Give the entries as a two-column CSV with the headers text and answer, starting with the line that contains "# test: pointer emits one marker per instance of the hillside" and going on through the last entry. Use one row per entry, quote each field, and replace line breaks with spaces.

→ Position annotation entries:
** BEGIN **
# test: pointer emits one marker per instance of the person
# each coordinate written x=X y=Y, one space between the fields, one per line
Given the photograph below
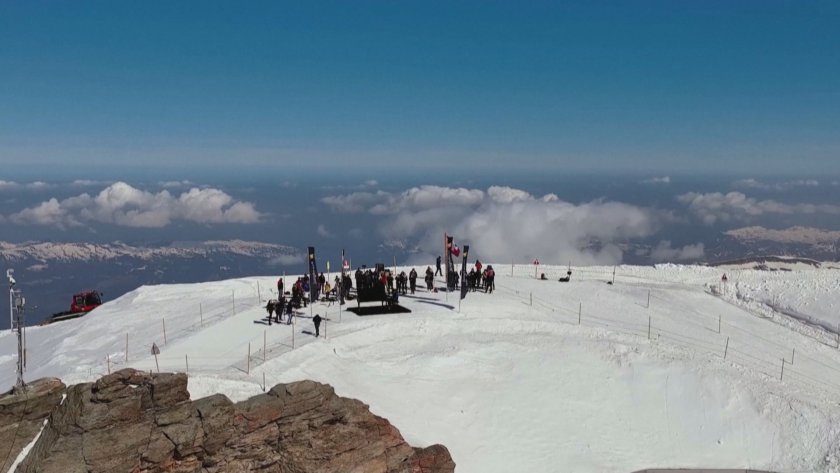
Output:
x=317 y=321
x=412 y=279
x=270 y=308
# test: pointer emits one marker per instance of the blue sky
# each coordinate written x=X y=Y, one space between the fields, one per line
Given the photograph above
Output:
x=670 y=86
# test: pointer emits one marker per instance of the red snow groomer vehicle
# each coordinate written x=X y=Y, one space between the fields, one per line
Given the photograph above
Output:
x=81 y=304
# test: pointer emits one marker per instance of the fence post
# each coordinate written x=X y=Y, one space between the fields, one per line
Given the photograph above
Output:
x=726 y=348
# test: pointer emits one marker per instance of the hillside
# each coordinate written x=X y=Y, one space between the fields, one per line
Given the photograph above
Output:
x=658 y=370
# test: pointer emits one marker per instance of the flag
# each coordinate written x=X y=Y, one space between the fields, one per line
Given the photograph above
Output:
x=464 y=284
x=313 y=276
** END **
→ Expected answer:
text,answer
"# test: pointer emits one marker per instance of the hillside # each coordinate written x=X y=Y, one space between the fields, one per line Given the photograph above Output:","x=658 y=370"
"# test: pointer emits one marker per instance of the flag # each coordinate written x=X y=Y, one space between the fields, one per line Given the photograph above Output:","x=464 y=284 x=313 y=276"